1ST CONSTITUTION BANCORP REPORTS FOURTH QUARTER AND ANNUAL RESULTS FOR THE YEAR ENDED DECEMBER 31,
Cranbury NJ – January 30, 2009....... 1ST Constitution Bancorp (NASDAQ: FCCY), the holding company for 1ST Constitution Bank, announced today fourth quarter and annual results for 2008. Net income for the fourth quarter of 2008 was $457,000, or $0.11 per diluted share.
Net income for the year ended December 31, 2008 was $2,759,000, or $0.65 per fully diluted share compared to $5,443,000 or $1.29 per fully diluted share for the year ended December 31, 2007. All per share amounts have been adjusted to give effect to a five percent stock dividend declared December 18, 2008, payable on February 2, 2009 to shareholders of record at the close of business on January 20, 2009.
Net interest income was $16,388,000 for the year ended December 31, 2008 which was approximately 7.8 percent less than the $17,778,000 achieved for the year ended December 31, 2007. Bolstering earnings for 2008 was the continued generation of non-interest income, which reached $3,301,000 for the year, up 29.0 percent from the $2,558,000 reported for the year 2007.
The provision for loan and lease losses for the year ended December 31, 2008 totaled $640,000, compared to $130,000 for the year ended December 31, 2007. Net charge-offs for 2008 were $303,000, compared to net charge-offs of $10,000 for the year ended December 31, 2007.
At December 31, 2008, the allowance for loan and lease losses was $3,685,000, or 0.98 percent of total loans, compared to $3,348,000, or 1.14 percent at December 31, 2007. Non-performing assets at December 31, 2008 were $7,649,000, compared to non-performing assets of $4,998,000 at December 31, 2007. There were no loans greater than 90 days past due and still accruing as of December 31, 2008 and December 31, 2007.
At December 31, 2008, total assets reached $546.2 million, an increase of $117.0 million from total assets at December 31, 2007. Deposits at December 31, 2008 grew to $414.7 million, up from $329.3 million in deposits at December 31, 2007.
Robert F. Mangano, President and Chief Executive Officer stated, “Our absolute results for the quarter and the full year of 2008 reflected the recessionary economic climate during the year, and its impact on the financial and banking industry. During the fourth quarter 1ST Constitution, as one of the stronger community banks, was chosen by the U.S. Department of the Treasury to participate in the Treasury’s TARP Capital Purchase Program. We issued $12 million in preferred stock under the TARP program to strengthen 1ST Constitution’s already strong capital position and provide an additional measure of protection from turbulent financial markets and particularly the dramatic reduction in the liquidity of credit markets. Prior to the issuance of the TARP funding, our capital ratios were consistent with those of a well-capitalized bank, as such ratios are today, which will assist 1ST Constitution to continue to lend and help support the economic recovery. As a result of the issuance of the preferred stock, 1ST Constitution’s tier I capital increased from $57.3 million to $72.8 million at December 23, 2008 when the preferred stock was issued.

───

* Set tasks
a. Rewrite the paragraph of the earnings release that begins "Net interest income was" as a short list that keeps its main figures.
b. Repeat the earnings release word for word from "Net interest income" up to and including "of $10,000 for the year ended December 31, 2007.".
The material that follows is not needed.

───

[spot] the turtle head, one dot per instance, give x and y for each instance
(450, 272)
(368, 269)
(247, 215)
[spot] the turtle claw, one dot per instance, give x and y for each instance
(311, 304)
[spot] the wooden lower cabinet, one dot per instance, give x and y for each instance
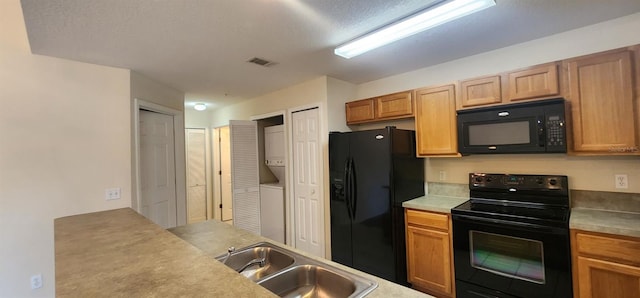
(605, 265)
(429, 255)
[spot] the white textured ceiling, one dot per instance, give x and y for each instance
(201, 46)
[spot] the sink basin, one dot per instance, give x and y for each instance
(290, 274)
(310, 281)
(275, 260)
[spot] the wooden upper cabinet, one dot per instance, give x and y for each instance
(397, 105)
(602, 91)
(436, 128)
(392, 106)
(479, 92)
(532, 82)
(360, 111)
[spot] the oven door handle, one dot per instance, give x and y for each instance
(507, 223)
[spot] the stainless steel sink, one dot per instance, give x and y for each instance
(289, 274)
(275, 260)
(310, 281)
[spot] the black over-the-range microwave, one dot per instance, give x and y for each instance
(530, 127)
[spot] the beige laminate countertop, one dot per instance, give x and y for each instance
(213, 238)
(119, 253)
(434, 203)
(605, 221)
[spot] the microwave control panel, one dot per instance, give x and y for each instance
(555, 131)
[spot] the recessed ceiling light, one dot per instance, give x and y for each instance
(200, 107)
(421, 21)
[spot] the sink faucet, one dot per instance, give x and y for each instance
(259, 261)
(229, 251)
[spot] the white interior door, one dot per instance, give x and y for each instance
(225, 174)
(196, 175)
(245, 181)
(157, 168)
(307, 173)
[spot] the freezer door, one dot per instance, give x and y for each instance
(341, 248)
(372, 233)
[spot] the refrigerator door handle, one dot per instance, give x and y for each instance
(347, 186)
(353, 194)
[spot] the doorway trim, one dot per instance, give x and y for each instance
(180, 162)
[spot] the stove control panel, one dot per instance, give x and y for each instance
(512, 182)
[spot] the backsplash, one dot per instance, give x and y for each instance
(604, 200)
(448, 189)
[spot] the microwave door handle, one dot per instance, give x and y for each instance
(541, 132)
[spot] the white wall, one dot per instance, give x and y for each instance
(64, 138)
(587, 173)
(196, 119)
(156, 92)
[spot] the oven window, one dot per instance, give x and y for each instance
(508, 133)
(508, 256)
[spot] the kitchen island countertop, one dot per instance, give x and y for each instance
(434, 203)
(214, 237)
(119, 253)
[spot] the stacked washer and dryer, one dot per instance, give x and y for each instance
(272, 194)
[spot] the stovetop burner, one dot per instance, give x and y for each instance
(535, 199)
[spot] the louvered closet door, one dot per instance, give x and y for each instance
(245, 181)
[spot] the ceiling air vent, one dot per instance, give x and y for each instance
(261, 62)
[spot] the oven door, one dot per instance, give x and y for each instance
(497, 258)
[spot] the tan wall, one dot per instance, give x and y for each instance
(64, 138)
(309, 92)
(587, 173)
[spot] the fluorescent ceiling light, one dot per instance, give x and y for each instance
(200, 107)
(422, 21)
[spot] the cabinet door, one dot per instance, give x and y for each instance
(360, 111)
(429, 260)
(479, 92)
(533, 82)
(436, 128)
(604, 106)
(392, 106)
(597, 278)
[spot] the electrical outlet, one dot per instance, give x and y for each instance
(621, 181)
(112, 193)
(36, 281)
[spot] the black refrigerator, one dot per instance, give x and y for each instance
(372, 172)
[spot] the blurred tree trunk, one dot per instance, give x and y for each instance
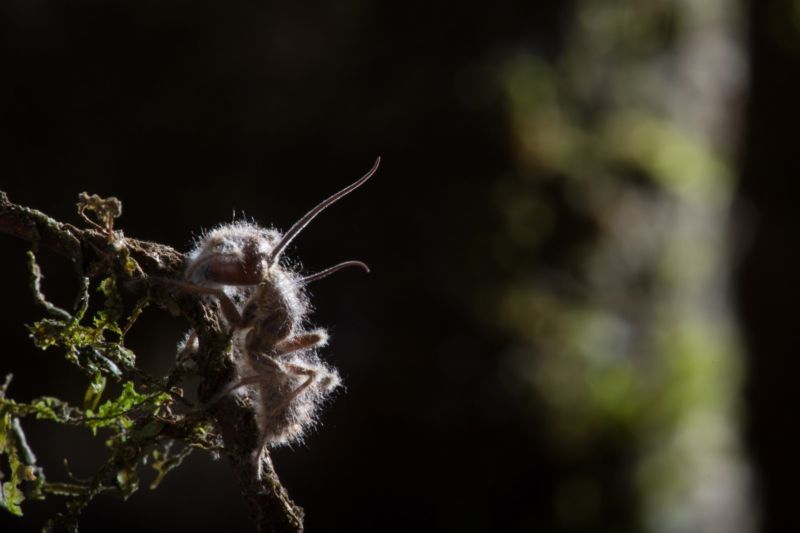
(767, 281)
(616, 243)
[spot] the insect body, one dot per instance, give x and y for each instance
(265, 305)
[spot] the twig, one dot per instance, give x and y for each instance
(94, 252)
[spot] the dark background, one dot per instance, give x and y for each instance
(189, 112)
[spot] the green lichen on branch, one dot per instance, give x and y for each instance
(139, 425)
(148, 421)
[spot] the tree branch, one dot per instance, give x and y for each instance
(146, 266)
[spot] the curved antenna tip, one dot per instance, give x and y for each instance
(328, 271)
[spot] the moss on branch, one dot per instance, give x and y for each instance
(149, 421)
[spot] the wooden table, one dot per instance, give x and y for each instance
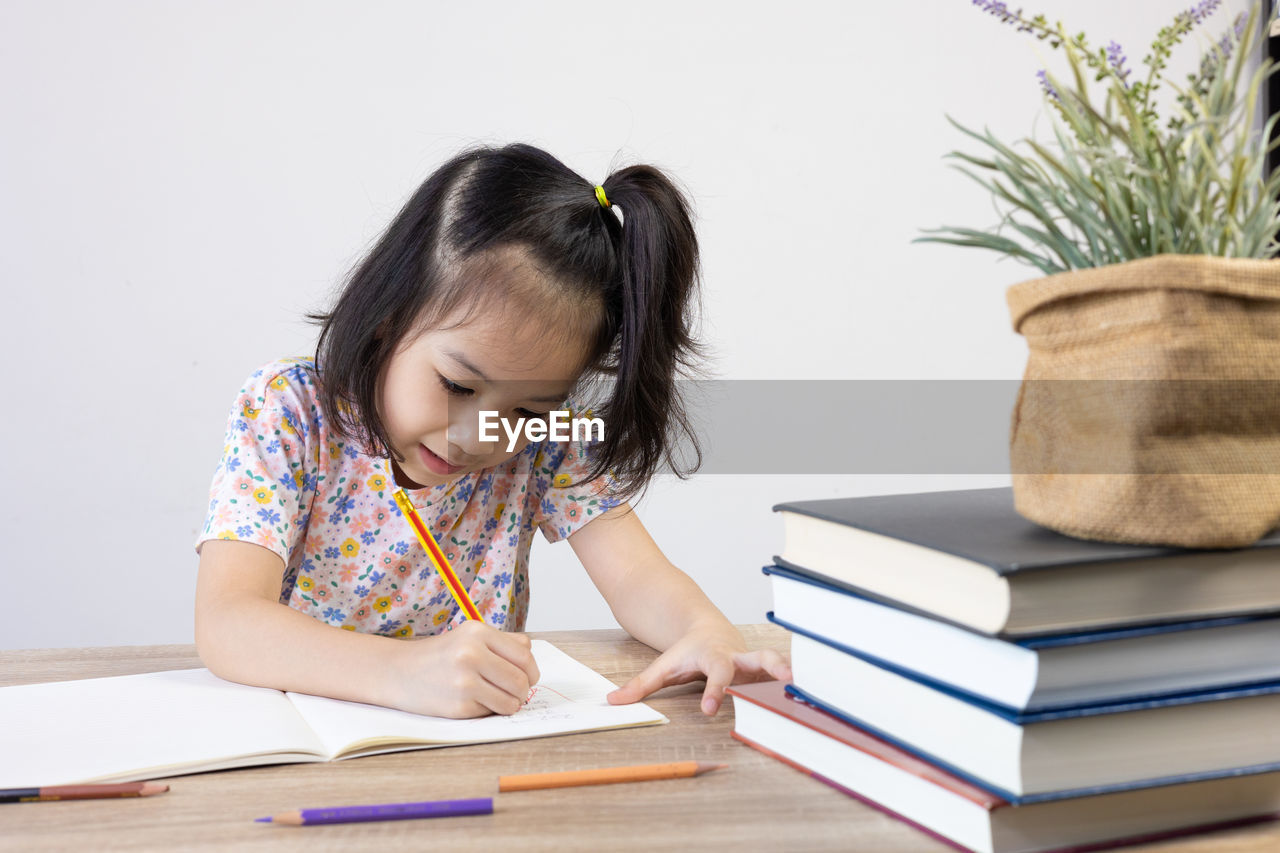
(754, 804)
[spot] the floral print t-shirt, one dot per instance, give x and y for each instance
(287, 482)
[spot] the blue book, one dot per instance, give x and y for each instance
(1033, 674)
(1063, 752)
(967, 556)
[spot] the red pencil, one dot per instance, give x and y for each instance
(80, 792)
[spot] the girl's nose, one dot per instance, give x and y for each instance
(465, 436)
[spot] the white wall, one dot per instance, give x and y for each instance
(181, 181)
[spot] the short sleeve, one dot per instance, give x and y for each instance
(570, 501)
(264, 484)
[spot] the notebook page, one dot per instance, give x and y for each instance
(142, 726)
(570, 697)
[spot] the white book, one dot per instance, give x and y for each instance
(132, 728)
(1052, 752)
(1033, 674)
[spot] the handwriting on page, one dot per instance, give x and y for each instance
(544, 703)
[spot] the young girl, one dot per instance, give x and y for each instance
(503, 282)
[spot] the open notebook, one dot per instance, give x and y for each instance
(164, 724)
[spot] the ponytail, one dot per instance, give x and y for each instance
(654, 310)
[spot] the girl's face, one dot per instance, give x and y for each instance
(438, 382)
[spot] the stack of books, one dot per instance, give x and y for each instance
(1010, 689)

───

* Exercise results
a.
- Net interest income for 2008 was $16,388,000, about 7.8 percent less than the $17,778,000 for 2007.
- Non-interest income, which bolstered 2008 earnings, reached $3,301,000 for the year, up 29.0 percent from $2,558,000 in 2007.

b.
Net interest income was $16,388,000 for the year ended December 31, 2008 which was approximately 7.8 percent less than the $17,778,000 achieved for the year ended December 31, 2007. Bolstering earnings for 2008 was the continued generation of non-interest income, which reached $3,301,000 for the year, up 29.0 percent from the $2,558,000 reported for the year 2007.
The provision for loan and lease losses for the year ended December 31, 2008 totaled $640,000, compared to $130,000 for the year ended December 31, 2007. Net charge-offs for 2008 were $303,000, compared to net charge-offs of $10,000 for the year ended December 31, 2007.